### REQUIRED WORK:
Put this sentence from the design brands text into Spanish: "WEED'D is the newborn Milanese brand that offers smoking design objects, designed in Italy and produced in limited quantities by traditional manufacturing companies located throughout the country."

### EXCERPTED TEXT:

The projects are proposed in the format 5.40 x 3.60 m: a wide-ranging image that becomes a wall for an immersive effect of great scenic impact.
Thanks to CARTEdition Wall &dec ò embraces new languages by addressing the world of art.
WEED’D
"WEED’D DROP01"
Designers: SIMONE BONANNI, MADDALENA CASADEI, VALERIO SOMMELLA
Collaborators and other credits: PAOLA BOMBELLI, ANDREA CAMPESATO, MATTIA COSSI, GUIDO DAL PRÁ, MATTIA GREGHI
Website: WWW.WEEDD.IT
WEED'D is the newborn Milanese brand that offers smoking design objects, designed in Italy and produced in limited quantities by traditional manufacturing companies located throughout the country.
WEED'D does not perceive the act of smoking as an opportunity to get high, but rather as a chance to slow down, relax and take a break from the hectic pace of modern life, thus attempting to challenge the traditional narrative associated with cannabis use.
Born in 2022, as a spin-off of WOOD'D, WEED'D enjoys a community of professionals from the Milanese creative scene. Led by Simone Bonanni, Design Director of the project, they all share the conviction that a different approach to the theme is more than necessary and that Good Design could be the key.
For this first drop WEED'D asked three of them to design their own personal versions of a bong: Simone Bonanni himself, Valerio Sommella and Maddalena Casadei.
XL EXTRALIGHT
"Paradox Garden"
Designers: Parasite 2.0
Website: www.xlextralight.com
For Parasite 2.0, systematic experimenters on the fronts of architecture, design and stage design between London and Milan, direct experience is the basis for any possible advancement of meaning. The goal is not the realisation of an object or any finished product - or at any rate not only, and certainly not in the case of this work. Armed with a peculiar language, empathetic and intuitive, they have intervened in a complementary manner with respect to the data explored in the scientific laboratories, where innovation, sustainability (over 51% of some special formulas are recycled, or in some cases obtained from 30% bio-resins) and the physical-mechanical properties of XL EXTRALIGHT® are developed. The six paradoxical machines, staged in the Alcova garden on the occasion of Milan Design Week 2022, talk to visitors without mediation. The activation of this large installation lies in the glance of the people observing it, without the need for captions: the interaction with the movements, the more or less explicit suggestions. If the perspective of observation changes, the scenario is completely transformed.

### DATASET EXTRACT:
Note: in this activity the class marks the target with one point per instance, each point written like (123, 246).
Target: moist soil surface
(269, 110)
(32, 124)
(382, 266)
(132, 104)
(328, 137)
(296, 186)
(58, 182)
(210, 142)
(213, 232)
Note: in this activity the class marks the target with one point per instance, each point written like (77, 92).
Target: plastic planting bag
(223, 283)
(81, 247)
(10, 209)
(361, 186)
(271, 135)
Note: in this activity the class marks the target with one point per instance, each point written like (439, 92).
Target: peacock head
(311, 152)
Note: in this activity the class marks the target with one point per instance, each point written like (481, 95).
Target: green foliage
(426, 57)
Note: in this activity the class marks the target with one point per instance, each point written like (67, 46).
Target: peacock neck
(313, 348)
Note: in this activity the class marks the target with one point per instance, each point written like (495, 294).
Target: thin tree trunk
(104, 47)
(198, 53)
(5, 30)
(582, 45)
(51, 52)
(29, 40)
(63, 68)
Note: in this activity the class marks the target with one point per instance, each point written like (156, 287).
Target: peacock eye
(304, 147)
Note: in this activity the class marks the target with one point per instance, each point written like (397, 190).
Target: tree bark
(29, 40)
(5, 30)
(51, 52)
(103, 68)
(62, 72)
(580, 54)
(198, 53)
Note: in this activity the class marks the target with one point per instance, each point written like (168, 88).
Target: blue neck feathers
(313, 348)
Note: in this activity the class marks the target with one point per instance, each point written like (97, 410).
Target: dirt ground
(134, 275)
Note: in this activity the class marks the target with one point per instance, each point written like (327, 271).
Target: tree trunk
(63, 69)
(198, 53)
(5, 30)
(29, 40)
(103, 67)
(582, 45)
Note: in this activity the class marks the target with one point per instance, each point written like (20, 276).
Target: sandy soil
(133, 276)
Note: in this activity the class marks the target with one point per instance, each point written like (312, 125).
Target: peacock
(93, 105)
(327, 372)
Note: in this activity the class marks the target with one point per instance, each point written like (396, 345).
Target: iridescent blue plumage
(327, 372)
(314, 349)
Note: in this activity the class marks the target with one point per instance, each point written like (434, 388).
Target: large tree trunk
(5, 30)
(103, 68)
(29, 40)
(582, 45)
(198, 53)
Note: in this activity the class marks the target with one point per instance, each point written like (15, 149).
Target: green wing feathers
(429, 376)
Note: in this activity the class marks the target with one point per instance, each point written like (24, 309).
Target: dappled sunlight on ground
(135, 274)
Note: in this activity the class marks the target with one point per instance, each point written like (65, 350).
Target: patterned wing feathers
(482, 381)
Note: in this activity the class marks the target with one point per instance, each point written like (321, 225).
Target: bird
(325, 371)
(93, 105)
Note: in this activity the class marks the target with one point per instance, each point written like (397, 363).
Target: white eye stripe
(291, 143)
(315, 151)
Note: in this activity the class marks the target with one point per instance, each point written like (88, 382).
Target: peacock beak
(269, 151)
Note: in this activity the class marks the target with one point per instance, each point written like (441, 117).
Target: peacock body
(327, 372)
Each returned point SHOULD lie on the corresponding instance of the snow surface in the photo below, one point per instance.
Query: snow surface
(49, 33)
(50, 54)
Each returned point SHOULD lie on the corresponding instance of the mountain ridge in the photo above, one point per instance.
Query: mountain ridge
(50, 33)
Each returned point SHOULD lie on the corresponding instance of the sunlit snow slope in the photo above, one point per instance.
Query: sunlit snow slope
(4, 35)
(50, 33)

### ANSWER BOX:
WEED'D es la marca milanesa recién nacida que ofrece objetos de diseño para fumar, diseñados en Italia y producidos en cantidades limitadas por empresas manufactureras tradicionales ubicadas por todo el país.